§ WORK TO COMPLETE
• 1. In the tire thread, what kind of wheel does Spoolin Up say is in the picture?
• 2. Rewrite the tire thread from "Did these Side" to "on the wheels?", changing "nasty" to "dirty".
• 3. List every username that posts in the tire thread.

§ PASSAGE

○ ○ ○

# Big Daddy's now selling New and used tires



## Spoolin Up (May 3, 2011)

Call for pricing 8507365478

Sent from my XT1585 using Tapatalk


----------



## Jason (Oct 2, 2007)

Roy, you got a tire machine at the shop?


----------



## Spoolin Up (May 3, 2011)

Did these Side by side tires yesterday. Just bought it this week, it's new to me. I think it will go up to 24" tires

Sent from my XT1585 using Tapatalk


----------



## Flounder Hounder (Nov 9, 2008)

What's that nasty brown stuff on the wheels?


----------



## Spoolin Up (May 3, 2011)

It's a RAZR side by side wheel. Mud from the bead breaking

Sent from my XT1585 using Tapatalk


----------



## Flounder Hounder (Nov 9, 2008)

Are those the old tires coming off? I was confused thinking that they were going on.


----------



## Jason (Oct 2, 2007)

Awesome.....I need a tire fer my cat boat, but they are them weird wide ones off pontoon boat trailers. I gotta get another and they sell em at Tractor Supply off the rim so I'll be coming to see ya!


----------



## Spoolin Up (May 3, 2011)

Flounder Hounder said:


> Are those the old tires coming off? I was confused thinking that they were going on.


Yes coming off 

Sent from my XT1585 using Tapatalk


----------



## hyco (Oct 24, 2008)

do you need another supplier? I send a truck by that way 5 days a week. order by noon and get that afternoon.....


----------



## Spoolin Up (May 3, 2011)

hyco said:


> do you need another supplier? I send a truck by that way 5 days a week. order by noon and get that afternoon.....


Got slammed when u called, I do

Sent from my XT1585 using Tapatalk


----------



## NKlamerus (Jan 4, 2016)

Finally got my tax return, Should i call tonight or in the morning?

Looking for 4 305/70r16 Cooper AT3's 

mounted and balanced, and im keeping my old tires


----------



## Spoolin Up (May 3, 2011)

The a.m. thx

Sent from my XT1585 using Tapatalk


----------

○ ○ ○

Excerpts from a detection dataset:
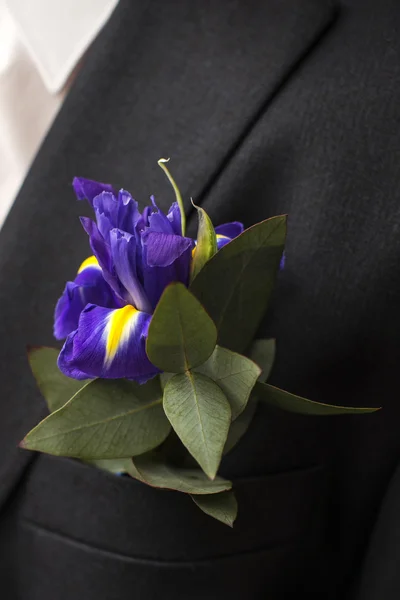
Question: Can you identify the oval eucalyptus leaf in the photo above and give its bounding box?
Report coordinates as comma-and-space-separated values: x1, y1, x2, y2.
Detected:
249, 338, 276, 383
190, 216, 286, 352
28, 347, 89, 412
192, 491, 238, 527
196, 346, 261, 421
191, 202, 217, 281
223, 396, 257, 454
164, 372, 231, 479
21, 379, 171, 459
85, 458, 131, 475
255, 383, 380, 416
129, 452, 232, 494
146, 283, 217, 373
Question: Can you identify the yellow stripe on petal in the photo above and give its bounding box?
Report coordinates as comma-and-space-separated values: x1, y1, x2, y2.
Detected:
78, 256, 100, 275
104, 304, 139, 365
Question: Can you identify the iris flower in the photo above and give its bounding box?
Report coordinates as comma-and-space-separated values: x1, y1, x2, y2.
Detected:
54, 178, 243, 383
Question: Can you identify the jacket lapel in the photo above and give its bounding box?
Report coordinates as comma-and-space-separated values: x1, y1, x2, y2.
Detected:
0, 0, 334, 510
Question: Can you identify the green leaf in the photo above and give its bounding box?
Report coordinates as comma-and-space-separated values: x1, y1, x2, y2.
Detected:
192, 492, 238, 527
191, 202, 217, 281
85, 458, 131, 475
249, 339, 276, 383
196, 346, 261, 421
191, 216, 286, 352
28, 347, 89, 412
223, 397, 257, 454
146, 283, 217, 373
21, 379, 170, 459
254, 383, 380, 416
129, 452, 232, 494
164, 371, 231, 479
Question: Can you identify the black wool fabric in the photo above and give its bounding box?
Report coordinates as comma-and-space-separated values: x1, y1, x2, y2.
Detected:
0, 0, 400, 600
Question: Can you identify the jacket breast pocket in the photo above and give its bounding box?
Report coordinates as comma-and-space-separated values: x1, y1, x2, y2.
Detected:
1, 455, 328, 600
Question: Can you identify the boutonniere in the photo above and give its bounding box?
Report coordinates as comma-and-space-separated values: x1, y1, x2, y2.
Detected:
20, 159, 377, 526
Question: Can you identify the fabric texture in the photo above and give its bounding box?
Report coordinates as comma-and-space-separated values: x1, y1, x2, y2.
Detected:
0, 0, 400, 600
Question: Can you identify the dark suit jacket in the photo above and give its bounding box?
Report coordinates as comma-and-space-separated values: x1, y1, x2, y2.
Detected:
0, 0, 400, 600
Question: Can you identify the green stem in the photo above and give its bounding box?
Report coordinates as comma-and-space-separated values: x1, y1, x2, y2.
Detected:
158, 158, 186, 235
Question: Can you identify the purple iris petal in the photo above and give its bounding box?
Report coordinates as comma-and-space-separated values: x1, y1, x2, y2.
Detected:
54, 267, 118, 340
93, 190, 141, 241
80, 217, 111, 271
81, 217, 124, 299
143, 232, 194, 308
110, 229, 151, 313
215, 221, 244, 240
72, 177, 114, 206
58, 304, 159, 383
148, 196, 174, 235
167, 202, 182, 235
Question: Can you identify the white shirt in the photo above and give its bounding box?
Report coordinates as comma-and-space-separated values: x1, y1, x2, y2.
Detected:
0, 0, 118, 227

○ ○ ○

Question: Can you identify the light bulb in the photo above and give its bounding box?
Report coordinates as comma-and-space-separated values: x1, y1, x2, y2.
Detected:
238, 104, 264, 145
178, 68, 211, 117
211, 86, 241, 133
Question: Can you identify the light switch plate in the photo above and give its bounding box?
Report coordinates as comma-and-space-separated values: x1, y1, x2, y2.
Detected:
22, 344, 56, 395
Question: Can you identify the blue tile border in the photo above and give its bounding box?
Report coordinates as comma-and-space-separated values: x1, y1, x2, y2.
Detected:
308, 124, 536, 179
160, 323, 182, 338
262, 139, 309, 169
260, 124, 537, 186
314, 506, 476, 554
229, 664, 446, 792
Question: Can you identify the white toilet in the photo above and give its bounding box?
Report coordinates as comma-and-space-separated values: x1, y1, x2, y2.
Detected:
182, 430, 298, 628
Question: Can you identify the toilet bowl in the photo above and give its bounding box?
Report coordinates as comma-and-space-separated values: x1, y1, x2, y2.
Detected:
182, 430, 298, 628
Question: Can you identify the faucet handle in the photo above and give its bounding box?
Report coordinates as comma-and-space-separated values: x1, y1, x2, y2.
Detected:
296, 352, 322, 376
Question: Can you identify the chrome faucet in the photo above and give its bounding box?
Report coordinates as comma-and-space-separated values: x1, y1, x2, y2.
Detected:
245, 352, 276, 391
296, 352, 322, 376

○ ○ ○

§ RESPONSE LIST
• 1. A RAZR side by side wheel.

• 2.
Did these Side by side tires yesterday. Just bought it this week, it's new to me. I think it will go up to 24" tires

Sent from my XT1585 using Tapatalk


----------



## Flounder Hounder (Nov 9, 2008)

What's that dirty brown stuff on the wheels?

• 3. Spoolin Up, Jason, Flounder Hounder, hyco, NKlamerus